===== Kutipan Pilihan =====
Media dalam Kontestasi Pilkada

Senin, 19 Desember 2016 - 14:59 WIB
Media dalam Kontestasi...
Media dalam Kontestasi Pilkada
A A A
Yuliandre Darwis, Ph.D
Ketua Komisi Penyiaran Indonesia Pusat/Dosen Komunikasi Fisip Unand

MENJELANG akhir tahun 2016, refleksi terhadap peristiwa-peristiwa yang terjadi sepanjang tahun menjadi diskursus dalam berbagai ruang untuk menghadapi tahun 2017. Peristiwa politik pilkada serentak 2017 relasinya dengan peran media merupakan salah satu topik yang mengundang perhatian berbagai kalangan.

Irisan media dengan pilkada menjadi tema dalam forum refleksi akhir tahun pada ruang diskusi kalangan intelektual, pemerhati politik-media, apalagi di media massa televisi. Seperti apa relasi media dengan hajatan lima tahunan baik secara teori maupun dalam panggung realitas politik kontemporer.

Jika membaca logika publik akhir-akhir ini, masyarakat sesungguhnya memberi perhatian pada penggunaan media massa dalam menyampaikan pesan-pesan politik jelang awal tahun depan.

Itu karena saluran media digunakan sebagai sarana kampanye baik yang akan dilakukan pada masa kampanye di media massa pada 29 Januari-11 Februari 2017, maupun adanya kalangan tertentu yang secara eksplisit maupun implisit telah melakukan pesan-pesan politik melalui channel media massa.

Dalam konteks itu, pertanyaan penting diajukan bagaimana posisi media dalam peta politik Pilkada. Bagaimana jurnalis menjalankan tugas profesinya sebagai wartawan yang objektif di tengah lingkungan media yang memiliki afiliasi dengan kepentingan partai politik? Dapatkah idealisme jurnalis terbebas dari kepentingan-kepentingan politik praktis?
===== Data Tercatat =====
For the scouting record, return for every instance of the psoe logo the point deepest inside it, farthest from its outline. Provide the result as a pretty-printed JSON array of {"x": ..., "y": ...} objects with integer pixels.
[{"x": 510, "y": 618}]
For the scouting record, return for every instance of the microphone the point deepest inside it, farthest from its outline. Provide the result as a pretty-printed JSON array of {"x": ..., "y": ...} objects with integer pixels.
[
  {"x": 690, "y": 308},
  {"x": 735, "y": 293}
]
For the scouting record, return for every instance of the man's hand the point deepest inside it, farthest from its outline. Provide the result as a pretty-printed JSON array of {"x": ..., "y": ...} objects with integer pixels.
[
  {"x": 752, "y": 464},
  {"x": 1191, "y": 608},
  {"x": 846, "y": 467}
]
=====
Petunjuk -> Bisakah Anda meneruskan tulisan tentang media dalam Pilkada mulai dari setelah kalimat terakhirnya?

Hasil Berikut ->
Posisi Media
Di era kebebasan pers, memang tak ada larangan bagi jurnalis meliput kegiatan politik partai tertentu. Namun posisi media harus jelas dalam arus politik Pilkada.

Apakah media itu secara terbuka turut menjadi sarana politik praktis karena kedekatan calon pemimpin daerah dengan media. Atau media memainkan peran berada di balik layar teater politik Pilkada. Mungkinkan media bersikap netral atau justru berpihak kepada kelompok tertentu.

Sekadar mengingatkan saja, sesungguhnya media massa tidak boleh bersikap partisan, apalagi hanya mementingkan golongan tertentu. Dengan kata lain, media harus independen meskipun mereka memiliki kedekatan dengan pasangan calon Pilkada.

Mantan Presiden Susilo Bambang Yudhoyono (SBY) pada Hari Pers Nasional 2013 di Manado sempat memberikan sindiran agar pers tetap di rel ideal, yakni mampu menjaga independensi dan memberi pencerahan kepada rakyat. Pers milik rakyat bukan milik kepentingan atau kelompok tertentu.

Oleh karena itu, dibutuhkan prinsip-prinsip dasar yang perlu mendapat perhatian, yakni (1) kebebasan dan independensi. (2) keterlibatan dan solidaritas. (3) Keanekaragaman dan akses. (4) Objektivitas dan kualitas informasi. (McQuail, 1987: 125).

Menjelang tahun politik Pilkada, independensi media; radio, koran, TV, majalah, media online, dan media sosial harusnya dapat dijaga dari pengaruh maupun bias-bias politik praktis. Terlebih lagi televisi yang mempunyai pengaruh luas di masyarakat. Pers khususnya televisi menggunakan ranah publik (publik domain) sehingga kepentingan individu dan golongan ditanggalkan dengan mengutamakan kepentingan bersama.

Secara normati-regulatif independensi Lembaga Penyiaran sesungguhnya diatur dengan jelas. Pedoman Perilaku Penyiaran (P3) KPI khususnya Pasal (2) Lembaga penyiaran wajib bersikap adil dan proporsional terhadap para peserta Pemilihan Umum dan/atau Pemilihan Umum Kepala Daerah.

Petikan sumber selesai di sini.